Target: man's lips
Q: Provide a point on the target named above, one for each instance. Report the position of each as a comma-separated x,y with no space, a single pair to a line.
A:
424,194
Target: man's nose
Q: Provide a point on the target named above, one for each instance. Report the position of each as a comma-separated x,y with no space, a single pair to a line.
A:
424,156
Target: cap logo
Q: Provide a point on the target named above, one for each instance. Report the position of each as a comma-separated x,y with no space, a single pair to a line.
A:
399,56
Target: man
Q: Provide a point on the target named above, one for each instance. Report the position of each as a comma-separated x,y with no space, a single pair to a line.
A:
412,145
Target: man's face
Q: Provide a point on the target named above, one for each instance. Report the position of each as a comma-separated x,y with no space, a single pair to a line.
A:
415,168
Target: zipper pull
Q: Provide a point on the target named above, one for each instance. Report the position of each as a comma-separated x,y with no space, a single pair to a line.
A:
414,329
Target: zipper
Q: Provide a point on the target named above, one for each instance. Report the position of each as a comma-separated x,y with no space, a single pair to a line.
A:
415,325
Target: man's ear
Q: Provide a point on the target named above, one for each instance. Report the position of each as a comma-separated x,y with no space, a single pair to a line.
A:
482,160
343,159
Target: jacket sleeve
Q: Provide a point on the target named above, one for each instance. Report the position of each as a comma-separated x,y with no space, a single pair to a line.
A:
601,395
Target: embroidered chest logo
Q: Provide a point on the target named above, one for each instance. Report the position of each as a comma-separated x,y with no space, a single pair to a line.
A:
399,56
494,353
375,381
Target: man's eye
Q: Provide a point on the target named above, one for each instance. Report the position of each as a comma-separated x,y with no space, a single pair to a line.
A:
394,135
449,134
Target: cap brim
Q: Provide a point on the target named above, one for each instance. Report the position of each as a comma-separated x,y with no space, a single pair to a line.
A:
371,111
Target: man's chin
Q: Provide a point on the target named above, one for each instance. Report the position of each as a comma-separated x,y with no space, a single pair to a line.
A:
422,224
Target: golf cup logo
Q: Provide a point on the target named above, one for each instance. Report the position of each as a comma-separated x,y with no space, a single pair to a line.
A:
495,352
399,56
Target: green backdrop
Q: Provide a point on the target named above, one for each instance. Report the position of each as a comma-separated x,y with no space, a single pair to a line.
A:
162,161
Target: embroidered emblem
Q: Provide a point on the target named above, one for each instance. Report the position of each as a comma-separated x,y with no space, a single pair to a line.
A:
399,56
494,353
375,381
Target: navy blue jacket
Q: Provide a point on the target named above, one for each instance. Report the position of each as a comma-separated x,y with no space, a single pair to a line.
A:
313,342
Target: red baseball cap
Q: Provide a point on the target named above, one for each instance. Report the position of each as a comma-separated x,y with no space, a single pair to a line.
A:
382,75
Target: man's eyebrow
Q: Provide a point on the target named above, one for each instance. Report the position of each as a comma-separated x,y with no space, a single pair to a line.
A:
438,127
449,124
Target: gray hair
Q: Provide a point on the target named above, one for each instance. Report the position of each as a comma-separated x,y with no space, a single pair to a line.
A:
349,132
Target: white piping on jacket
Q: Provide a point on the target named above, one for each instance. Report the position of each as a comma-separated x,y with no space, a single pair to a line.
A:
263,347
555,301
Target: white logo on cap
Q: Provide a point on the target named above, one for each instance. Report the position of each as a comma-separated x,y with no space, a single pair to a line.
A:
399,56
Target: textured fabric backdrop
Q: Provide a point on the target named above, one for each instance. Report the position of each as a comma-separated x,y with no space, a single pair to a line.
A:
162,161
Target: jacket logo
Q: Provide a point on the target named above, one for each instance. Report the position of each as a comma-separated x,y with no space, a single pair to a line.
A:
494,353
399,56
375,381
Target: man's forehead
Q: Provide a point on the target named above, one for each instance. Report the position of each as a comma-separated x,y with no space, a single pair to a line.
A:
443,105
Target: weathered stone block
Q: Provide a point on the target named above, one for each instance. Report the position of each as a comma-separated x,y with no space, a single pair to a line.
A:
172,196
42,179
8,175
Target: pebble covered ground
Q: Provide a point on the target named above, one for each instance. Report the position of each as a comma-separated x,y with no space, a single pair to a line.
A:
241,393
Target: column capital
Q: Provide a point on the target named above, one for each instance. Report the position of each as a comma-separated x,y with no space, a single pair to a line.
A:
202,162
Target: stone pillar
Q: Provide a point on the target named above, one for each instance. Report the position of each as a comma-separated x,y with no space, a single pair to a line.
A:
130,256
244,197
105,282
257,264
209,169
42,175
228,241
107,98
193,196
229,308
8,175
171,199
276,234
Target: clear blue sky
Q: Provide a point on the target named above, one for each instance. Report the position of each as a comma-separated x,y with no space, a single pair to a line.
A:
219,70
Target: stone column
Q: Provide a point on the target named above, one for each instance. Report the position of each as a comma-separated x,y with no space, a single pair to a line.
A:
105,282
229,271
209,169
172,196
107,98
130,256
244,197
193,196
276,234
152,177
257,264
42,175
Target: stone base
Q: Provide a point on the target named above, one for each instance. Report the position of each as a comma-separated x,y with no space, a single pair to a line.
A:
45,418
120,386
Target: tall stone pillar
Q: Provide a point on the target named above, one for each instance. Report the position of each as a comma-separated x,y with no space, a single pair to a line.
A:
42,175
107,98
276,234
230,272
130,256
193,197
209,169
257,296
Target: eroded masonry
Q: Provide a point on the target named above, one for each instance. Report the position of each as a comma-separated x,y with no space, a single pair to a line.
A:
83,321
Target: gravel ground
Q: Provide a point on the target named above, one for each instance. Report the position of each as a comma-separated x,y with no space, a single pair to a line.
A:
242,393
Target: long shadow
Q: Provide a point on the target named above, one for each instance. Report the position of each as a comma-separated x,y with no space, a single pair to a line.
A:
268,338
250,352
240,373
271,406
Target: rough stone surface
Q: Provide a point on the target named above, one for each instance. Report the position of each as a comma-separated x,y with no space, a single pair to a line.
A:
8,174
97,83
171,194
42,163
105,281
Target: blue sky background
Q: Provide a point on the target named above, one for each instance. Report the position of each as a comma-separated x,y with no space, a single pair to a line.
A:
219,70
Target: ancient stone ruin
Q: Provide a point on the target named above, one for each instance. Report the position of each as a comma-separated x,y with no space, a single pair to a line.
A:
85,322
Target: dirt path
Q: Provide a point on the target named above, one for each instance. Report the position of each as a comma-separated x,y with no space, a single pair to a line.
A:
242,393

++++++++++++++++++++

### Exercise
The whole listing above needs to be written out again exactly.

### Your solution
Target: man's lips
Q: Provide a point on the target named above, one for each instance. Report the position of each as a comma-separated x,y with no space, a single pair to a line.
A:
424,194
Target: man's nose
Q: Provide a point on the target named above, one for each instance. Report the position of each as a comma-separated x,y with no space, a single pair to a line.
A:
424,156
Target: cap logo
Q: Provide a point on the target named above, one for each instance. Report the position of each as a comma-separated x,y with no space, a single pair to a line.
A:
399,56
Target: man
Q: Provide a point on the target named above, one for each instance. Report the position of each as a comma-separated x,y with no space, a single pair to a line.
A:
412,145
Target: man's face
Q: Provide a point on the target named above, one for each instance. Report the position of each as a comma-separated x,y with no space, a single pair to a line.
A:
415,168
Target: zipper pull
Q: Provide a point on the target named above, one for each instance. Report the position of each as a comma-separated x,y with no space, a single pair to a line.
A:
414,329
Target: zipper
Q: Provide a point on the target named above, one for each instance. Report the position of each as a comma-separated x,y with no space, a single pair to a line.
A:
415,325
Target: man's ear
Q: Provide a point on the target named above, one for each instance. Report the position of each as a comma-separated x,y with no space, a single pair to a line.
A:
482,160
343,159
Target: jacket sleeve
Q: Provide a point on the target named above, one for each instance. Report the position of each as a comma-separated x,y with no space, a single pair to a line.
A:
601,395
Target: embroidered chest logo
Q: Provide a point on the target named above, one for each instance. Report the position of each as a comma-separated x,y with no space, a single pair to a line.
A:
399,56
494,353
375,381
Target: man's eye
Q: Provide a point on the target named above, one for each instance. Report the position of each as a comma-separated x,y with no space, a single pair to a line.
A:
394,135
449,134
Target: cap brim
Q: Provide a point on the target named above, one for each instance. Report the position of each as a comma-separated x,y with no space, a single pair to a line.
A:
371,111
Target: man's chin
Q: Provide a point on the target named above, one for each instance. Report the position of each as a comma-separated x,y with no space, a single pair to a line.
A:
422,224
Target: golf cup logo
Q: Provide a point on the target named above, one for each instance. Report the position of each as a comma-separated x,y with no space, a single pair to a line.
A:
495,352
399,56
Target: green backdrop
Q: Provide a point on the target named above, one for each instance. Report the position of each as a comma-separated x,y with no space, a single pair to a line.
A:
162,161
Target: embroidered emblem
Q: Provide a point on the target named above, one for each instance. Report the position of each as a comma-separated x,y with no space, a single pair to a line.
A:
399,56
494,353
375,381
Target: navy blue jacket
Q: Provide a point on the target named above, one for each instance. Report the position of each as a comma-separated x,y with no space, a single pair to a line.
A:
313,342
Target: red baseball cap
Q: Provide a point on the target named above, one for each instance. Report the position of each as a comma-separated x,y with no space, a single pair to a line.
A:
382,75
Target: man's eyebrow
Q: Provide a point on the target named above, one for each instance. Report the position of each as a comma-separated x,y with no space, a single pair to a line.
A:
438,127
449,124
Target: gray hair
Q: Provide a point on the target named above, one for each instance. Report the position of each as a comma-separated x,y with no space, a single pair to a line.
A:
349,132
Target: white piping on jacket
Q: Provide a point on the target named above, one for each instance. Report the position of each as a comma-separated x,y with no space, a single pair to a line.
A:
263,347
555,301
Target: white logo on cap
Q: Provide a point on the target named above, one for each instance. Report the position of each as a comma-separated x,y with no space, a single pair to a line.
A:
399,56
Target: textured fabric backdrop
Q: Provide a point on the target named above, one for each instance. Report the position of each as a comma-separated x,y with no space, a single pair to a line.
A:
162,161
Target: jacket logo
Q: Provide a point on the target named above, one for each instance. Report the position of each as a comma-separated x,y with no space, a single pair to a line.
A:
494,353
399,56
375,381
Target: man's forehead
Q: Provide a point on the target named above, one for each instance. Report the position of each as a comma-separated x,y with no space, a single pair to a line.
A:
443,105
Target: weathered stone block
Q: Provide a point on the target named above, one for each instance. Report the position of each as a comma-separated x,y with no space, a single pair to a line.
A:
172,196
42,179
8,175
Target: pebble covered ground
Q: Provide a point on the target named above, one for each instance. Report the position of each as a comma-separated x,y with no space, a single pair to a line.
A:
241,393
Target: column capital
Q: Provide a point on the target named above, one for each instance. Report the position of each as a comma-separated x,y with no space, a single pair to a line.
A:
202,162
Target: stone pillar
Q: Provide a point on the target named above, one for each instance. Report the position of each as a comma-separated x,y with no space, a single pair to a line.
A:
130,256
244,197
105,282
257,264
209,169
42,175
228,241
107,98
193,196
229,308
8,175
171,199
276,234
Target: clear blue sky
Q: Provide a point on the target named above, one for each instance. Report the position of each as a comma-separated x,y with no space, a single pair to a line.
A:
219,70
Target: stone column
Q: Provide a point on the target named above, one for each instance. Report the position of each as a comma-separated x,y with no space, a single pair to a line.
A:
105,282
229,271
209,169
172,196
107,98
130,256
244,197
193,196
276,234
152,177
257,264
42,175
Target: stone base
Q: Provide a point on the target named above, one for each instance. Report the position of each as a comma-separated x,y with no space, a single pair to a line.
A:
45,418
120,386
Target: tall stone pillar
Q: Provide a point on the target named above, one for each instance. Report the position of each as a comma-separated x,y with no space, a single pair to a line.
A:
42,175
107,98
276,234
230,272
130,256
193,197
209,169
257,296
Target: eroded masonry
Q: Provide a point on the target named above, one for each instance. Report the position of each as a comma-separated x,y with no space, a single pair to a line.
A:
83,321
Target: gravel ground
Q: Provide a point on the target named above, one for each instance. Report the position of each as a comma-separated x,y with no space, a single pair to a line.
A:
242,393
Target: long shadow
Q: Provide a point on the target named above, one for each instance. Report the position of each as a comma-separated x,y with no space, a single pair to a line.
A:
268,338
250,352
240,373
271,406
Target: rough stone surface
Q: Provide a point on the target named above, one for each instance. Report the position of each as a comma-separated x,y with no space, a single pair to a line.
A:
8,174
97,83
171,194
42,163
105,281
Target: blue sky background
Q: Provide a point on the target named above, one for each instance. Report the position of each as a comma-separated x,y with no space, a single pair to a line.
A:
219,70
Target: ancient stone ruin
Q: Provide a point on the target named above, one for each instance. Report the position of each as a comma-separated x,y with no space, a single pair to a line.
A:
85,322
Target: dirt path
Q: Provide a point on the target named above, one for each instance. Report the position of each as a comma-separated x,y with no space, a single pair to a line.
A:
242,393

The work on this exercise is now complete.